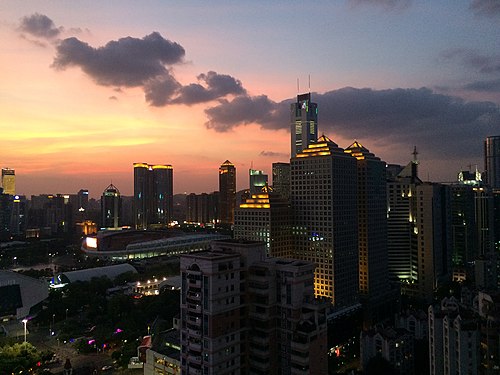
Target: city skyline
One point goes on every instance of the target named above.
(200, 85)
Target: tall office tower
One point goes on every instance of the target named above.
(418, 232)
(323, 197)
(281, 179)
(9, 181)
(257, 179)
(110, 207)
(304, 123)
(153, 195)
(454, 339)
(227, 192)
(492, 161)
(372, 222)
(244, 314)
(265, 216)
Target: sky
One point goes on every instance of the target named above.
(87, 88)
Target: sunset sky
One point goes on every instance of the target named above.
(89, 87)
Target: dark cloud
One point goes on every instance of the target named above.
(489, 8)
(243, 110)
(126, 62)
(395, 116)
(40, 26)
(475, 60)
(386, 4)
(484, 86)
(160, 90)
(216, 86)
(273, 154)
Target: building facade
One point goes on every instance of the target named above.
(227, 192)
(304, 123)
(153, 195)
(323, 198)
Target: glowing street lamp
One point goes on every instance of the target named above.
(25, 321)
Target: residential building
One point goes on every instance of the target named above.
(153, 195)
(244, 313)
(323, 197)
(304, 123)
(227, 192)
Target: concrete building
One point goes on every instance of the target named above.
(453, 339)
(227, 192)
(244, 313)
(325, 223)
(396, 345)
(304, 123)
(281, 179)
(266, 217)
(492, 161)
(153, 195)
(110, 207)
(9, 181)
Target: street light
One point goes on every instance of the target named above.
(25, 321)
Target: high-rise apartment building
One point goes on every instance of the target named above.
(419, 232)
(110, 207)
(281, 179)
(372, 222)
(492, 161)
(153, 195)
(323, 197)
(304, 123)
(9, 181)
(227, 192)
(265, 216)
(258, 180)
(243, 313)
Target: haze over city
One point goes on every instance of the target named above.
(89, 88)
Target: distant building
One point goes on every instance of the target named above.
(454, 339)
(266, 216)
(9, 181)
(258, 180)
(396, 345)
(304, 123)
(325, 223)
(492, 161)
(110, 207)
(227, 192)
(244, 313)
(281, 179)
(153, 195)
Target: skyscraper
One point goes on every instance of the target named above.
(372, 222)
(304, 123)
(153, 195)
(492, 161)
(9, 181)
(110, 207)
(325, 224)
(265, 216)
(281, 179)
(257, 179)
(227, 192)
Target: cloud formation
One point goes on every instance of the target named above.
(489, 8)
(40, 26)
(386, 4)
(393, 116)
(128, 62)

* [How to complete this task]: Return the data above in its exact wording, with none of the pictures.

* [Your response]:
Target: city skyline
One point goes on every instance of the target named above.
(200, 85)
Target: tall office tower
One point goes on every instance of the target named above.
(418, 232)
(323, 197)
(281, 179)
(9, 181)
(257, 179)
(110, 207)
(304, 123)
(153, 195)
(454, 339)
(227, 192)
(492, 161)
(372, 222)
(244, 314)
(265, 216)
Target: sky
One point goes on every instance of the target named above.
(87, 88)
Target: sunset sky
One point goes on every instance of the target named above.
(89, 87)
Target: dark cloud
One point goes on every instance of the target named above.
(489, 8)
(243, 110)
(126, 62)
(395, 116)
(40, 26)
(475, 60)
(386, 4)
(484, 86)
(160, 90)
(216, 86)
(273, 154)
Target: building facade
One point goes on every instance of the target named above.
(227, 192)
(304, 123)
(153, 195)
(323, 198)
Target: glowing street lamp
One point goes on every instance of the target named above.
(25, 321)
Target: residential building
One point goes on every instance of the target named above.
(153, 195)
(244, 313)
(323, 197)
(304, 123)
(227, 192)
Target: concrete building
One point goes on every instance of the target named above.
(453, 339)
(227, 192)
(244, 313)
(325, 223)
(396, 345)
(304, 123)
(281, 179)
(266, 217)
(492, 161)
(153, 195)
(110, 207)
(9, 181)
Target: street light
One point goes on every instance of the target named above.
(25, 321)
Target: high-rise apartment building
One point goes on every instance of the target named above.
(419, 232)
(110, 207)
(281, 179)
(372, 222)
(492, 161)
(153, 195)
(323, 197)
(304, 123)
(9, 181)
(227, 192)
(265, 216)
(258, 180)
(243, 313)
Target: haze over city
One point goes on every instance of the target named above.
(89, 88)
Target: distant building
One point goes on every instance of the target named above.
(454, 339)
(266, 216)
(9, 181)
(258, 180)
(396, 345)
(304, 123)
(325, 223)
(492, 161)
(110, 207)
(227, 192)
(244, 313)
(281, 179)
(153, 195)
Target: skyscraper
One point goes on every instance of the target named above.
(372, 222)
(304, 123)
(153, 195)
(492, 161)
(9, 181)
(110, 207)
(325, 224)
(265, 216)
(281, 179)
(257, 179)
(227, 192)
Target: cloud formation
One point goes on every instance of the target named above.
(489, 8)
(40, 26)
(386, 4)
(393, 116)
(128, 62)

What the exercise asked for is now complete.